• **TASK BRIEF**
The lines to extract begin at the one containing "Identify the white fence" and run to the end of the listing; set them down exactly and alone.

-*-

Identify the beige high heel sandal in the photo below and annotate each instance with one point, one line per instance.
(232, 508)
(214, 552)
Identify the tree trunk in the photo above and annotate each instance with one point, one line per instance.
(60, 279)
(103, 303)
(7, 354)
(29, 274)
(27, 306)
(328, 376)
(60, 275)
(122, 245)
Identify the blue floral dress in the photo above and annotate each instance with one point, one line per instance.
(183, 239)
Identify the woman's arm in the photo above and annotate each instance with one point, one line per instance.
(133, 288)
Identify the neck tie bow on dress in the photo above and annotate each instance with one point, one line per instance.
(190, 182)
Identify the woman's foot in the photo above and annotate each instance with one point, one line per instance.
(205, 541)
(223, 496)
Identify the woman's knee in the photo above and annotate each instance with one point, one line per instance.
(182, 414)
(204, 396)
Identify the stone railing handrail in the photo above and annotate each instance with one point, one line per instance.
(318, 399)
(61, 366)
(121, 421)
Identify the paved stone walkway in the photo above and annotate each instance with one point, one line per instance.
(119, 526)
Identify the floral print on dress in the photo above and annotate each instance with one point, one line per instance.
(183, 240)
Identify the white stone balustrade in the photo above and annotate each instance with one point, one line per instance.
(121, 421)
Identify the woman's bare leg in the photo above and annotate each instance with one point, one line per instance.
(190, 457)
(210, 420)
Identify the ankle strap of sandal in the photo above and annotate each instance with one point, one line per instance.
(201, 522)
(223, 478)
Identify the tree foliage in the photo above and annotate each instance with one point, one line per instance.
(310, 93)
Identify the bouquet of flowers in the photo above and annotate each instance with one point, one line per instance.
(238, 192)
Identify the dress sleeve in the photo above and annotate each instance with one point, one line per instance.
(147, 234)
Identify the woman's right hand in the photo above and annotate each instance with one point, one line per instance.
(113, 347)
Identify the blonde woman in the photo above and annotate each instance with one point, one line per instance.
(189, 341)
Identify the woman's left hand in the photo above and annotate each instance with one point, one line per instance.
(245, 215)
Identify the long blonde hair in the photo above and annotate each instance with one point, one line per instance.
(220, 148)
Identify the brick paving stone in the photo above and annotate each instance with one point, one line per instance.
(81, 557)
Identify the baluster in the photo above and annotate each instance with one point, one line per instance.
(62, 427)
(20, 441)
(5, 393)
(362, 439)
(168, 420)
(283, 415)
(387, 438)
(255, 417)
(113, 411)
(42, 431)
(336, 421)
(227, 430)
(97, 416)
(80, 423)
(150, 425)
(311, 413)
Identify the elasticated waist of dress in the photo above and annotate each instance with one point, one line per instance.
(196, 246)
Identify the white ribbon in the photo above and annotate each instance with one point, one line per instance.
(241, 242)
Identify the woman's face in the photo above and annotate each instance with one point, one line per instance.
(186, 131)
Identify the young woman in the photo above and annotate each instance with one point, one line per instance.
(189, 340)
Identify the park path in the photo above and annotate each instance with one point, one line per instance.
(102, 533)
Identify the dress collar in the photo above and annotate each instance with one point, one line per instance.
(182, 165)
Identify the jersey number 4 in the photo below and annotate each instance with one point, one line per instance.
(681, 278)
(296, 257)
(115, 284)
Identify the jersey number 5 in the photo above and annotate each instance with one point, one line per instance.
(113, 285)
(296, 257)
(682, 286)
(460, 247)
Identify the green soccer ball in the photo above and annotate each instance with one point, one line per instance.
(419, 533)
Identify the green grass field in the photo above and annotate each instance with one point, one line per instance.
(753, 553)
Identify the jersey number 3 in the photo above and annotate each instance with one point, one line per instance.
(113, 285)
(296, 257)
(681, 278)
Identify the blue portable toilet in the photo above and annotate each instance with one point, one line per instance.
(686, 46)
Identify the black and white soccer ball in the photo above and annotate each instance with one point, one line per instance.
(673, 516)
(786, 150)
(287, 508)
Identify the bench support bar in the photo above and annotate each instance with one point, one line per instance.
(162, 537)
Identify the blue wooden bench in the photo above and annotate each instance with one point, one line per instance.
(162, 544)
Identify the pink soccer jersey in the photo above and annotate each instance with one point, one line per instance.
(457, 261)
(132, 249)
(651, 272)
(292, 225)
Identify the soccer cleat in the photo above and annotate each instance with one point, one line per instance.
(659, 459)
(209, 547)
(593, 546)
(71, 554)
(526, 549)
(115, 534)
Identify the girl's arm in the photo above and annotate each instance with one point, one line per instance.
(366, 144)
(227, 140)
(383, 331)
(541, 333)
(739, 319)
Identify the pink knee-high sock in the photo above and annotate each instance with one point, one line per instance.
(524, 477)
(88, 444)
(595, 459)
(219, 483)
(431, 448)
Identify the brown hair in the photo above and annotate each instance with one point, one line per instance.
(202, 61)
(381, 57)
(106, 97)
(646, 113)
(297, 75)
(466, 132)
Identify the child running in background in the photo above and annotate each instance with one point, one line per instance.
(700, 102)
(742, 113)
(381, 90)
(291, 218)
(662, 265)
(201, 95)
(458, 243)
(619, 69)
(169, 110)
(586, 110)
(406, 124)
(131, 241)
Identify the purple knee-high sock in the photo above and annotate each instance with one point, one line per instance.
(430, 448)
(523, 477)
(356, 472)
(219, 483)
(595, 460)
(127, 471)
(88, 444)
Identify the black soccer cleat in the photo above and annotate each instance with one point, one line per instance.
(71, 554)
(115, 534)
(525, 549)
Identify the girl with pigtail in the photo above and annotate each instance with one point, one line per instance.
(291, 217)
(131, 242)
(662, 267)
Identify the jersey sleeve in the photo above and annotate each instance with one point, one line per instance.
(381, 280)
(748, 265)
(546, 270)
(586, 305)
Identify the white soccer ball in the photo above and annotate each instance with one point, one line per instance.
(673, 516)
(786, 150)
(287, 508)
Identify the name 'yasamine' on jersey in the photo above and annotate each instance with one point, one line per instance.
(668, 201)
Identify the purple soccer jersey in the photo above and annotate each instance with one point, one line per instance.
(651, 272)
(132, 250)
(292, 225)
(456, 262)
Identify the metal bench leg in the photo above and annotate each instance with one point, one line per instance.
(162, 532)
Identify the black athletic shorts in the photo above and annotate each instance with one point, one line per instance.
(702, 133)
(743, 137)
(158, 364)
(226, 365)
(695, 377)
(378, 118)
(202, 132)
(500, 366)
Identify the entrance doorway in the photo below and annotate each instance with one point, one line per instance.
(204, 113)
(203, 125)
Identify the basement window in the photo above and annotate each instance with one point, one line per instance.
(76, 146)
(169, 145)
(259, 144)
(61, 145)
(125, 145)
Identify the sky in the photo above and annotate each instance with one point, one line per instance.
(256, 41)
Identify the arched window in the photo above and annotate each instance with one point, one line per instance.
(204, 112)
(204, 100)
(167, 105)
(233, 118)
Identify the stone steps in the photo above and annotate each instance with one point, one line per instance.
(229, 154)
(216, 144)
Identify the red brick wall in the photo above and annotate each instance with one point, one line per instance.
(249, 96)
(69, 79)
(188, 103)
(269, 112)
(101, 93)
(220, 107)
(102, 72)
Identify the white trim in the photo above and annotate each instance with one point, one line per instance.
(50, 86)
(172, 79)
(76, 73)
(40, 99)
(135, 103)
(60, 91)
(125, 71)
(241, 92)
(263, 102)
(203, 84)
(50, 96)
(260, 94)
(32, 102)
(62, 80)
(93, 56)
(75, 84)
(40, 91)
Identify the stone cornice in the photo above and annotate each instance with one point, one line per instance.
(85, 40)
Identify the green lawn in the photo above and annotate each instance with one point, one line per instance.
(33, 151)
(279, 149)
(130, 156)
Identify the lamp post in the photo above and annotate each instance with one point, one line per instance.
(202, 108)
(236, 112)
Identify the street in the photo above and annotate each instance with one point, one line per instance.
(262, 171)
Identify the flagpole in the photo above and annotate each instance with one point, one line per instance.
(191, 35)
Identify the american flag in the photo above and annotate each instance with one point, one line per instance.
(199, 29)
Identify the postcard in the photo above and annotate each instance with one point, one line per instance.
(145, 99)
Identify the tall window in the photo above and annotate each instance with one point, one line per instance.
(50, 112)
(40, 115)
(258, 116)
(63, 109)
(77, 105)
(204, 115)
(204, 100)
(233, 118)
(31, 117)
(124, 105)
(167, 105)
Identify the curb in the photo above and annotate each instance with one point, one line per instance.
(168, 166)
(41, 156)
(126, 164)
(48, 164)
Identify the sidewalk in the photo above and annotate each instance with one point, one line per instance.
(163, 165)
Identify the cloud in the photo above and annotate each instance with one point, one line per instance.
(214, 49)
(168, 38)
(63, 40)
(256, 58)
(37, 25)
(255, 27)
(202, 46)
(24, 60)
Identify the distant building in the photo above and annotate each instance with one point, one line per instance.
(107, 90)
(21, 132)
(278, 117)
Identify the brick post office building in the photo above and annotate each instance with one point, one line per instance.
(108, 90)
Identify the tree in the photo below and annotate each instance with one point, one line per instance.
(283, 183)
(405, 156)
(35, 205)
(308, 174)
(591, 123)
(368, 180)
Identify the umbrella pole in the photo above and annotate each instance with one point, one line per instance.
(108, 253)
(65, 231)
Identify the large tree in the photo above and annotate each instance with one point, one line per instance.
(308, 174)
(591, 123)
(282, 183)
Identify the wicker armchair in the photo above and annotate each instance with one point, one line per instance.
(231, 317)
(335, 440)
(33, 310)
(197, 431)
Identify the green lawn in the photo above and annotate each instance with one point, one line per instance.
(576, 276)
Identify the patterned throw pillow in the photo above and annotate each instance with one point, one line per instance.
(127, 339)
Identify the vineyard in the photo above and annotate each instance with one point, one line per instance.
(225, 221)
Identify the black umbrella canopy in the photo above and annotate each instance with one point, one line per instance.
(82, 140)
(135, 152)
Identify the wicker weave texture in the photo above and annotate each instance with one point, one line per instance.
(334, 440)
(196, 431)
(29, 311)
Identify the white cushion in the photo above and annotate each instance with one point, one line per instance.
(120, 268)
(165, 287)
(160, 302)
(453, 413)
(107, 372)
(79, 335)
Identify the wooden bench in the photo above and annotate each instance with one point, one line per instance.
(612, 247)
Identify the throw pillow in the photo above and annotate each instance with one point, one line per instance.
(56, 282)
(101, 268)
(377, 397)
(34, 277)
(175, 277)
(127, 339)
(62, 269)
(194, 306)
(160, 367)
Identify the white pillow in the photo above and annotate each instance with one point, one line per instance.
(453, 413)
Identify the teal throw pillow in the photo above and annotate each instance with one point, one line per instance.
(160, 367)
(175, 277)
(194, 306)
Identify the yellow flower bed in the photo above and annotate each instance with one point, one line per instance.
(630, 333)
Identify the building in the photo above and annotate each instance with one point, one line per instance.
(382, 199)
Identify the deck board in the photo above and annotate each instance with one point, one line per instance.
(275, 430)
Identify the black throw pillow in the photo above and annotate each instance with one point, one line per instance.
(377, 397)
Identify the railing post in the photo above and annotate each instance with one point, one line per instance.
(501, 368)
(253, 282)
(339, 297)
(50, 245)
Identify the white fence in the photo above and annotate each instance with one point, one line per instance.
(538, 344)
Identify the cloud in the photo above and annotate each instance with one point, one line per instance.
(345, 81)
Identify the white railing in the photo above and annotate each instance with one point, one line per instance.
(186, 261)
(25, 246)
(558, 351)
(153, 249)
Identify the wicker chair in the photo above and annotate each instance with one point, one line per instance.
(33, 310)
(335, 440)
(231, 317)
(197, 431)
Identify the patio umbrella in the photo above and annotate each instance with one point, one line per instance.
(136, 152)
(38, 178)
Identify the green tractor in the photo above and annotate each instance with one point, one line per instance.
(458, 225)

-*-

• **ANSWER TO THE PROBLEM**
Identify the white fence in the photo above and annotate each instance with one point, one line per instance.
(538, 344)
Identify the cloud in the photo above and annotate each instance with one point, one line per instance.
(345, 81)
Identify the white railing in the photo above and annotate each instance with one point, one line per instance.
(186, 261)
(25, 246)
(558, 351)
(153, 249)
Identify the wicker chair in the photo above and annotate each instance with one point, one line per instance.
(33, 310)
(335, 440)
(231, 317)
(197, 431)
Identify the patio umbrella in the photo above and annotate each instance with one point, one line per instance.
(136, 152)
(38, 178)
Identify the green tractor in the photo above and annotate each instance with one point, one line per instance.
(458, 225)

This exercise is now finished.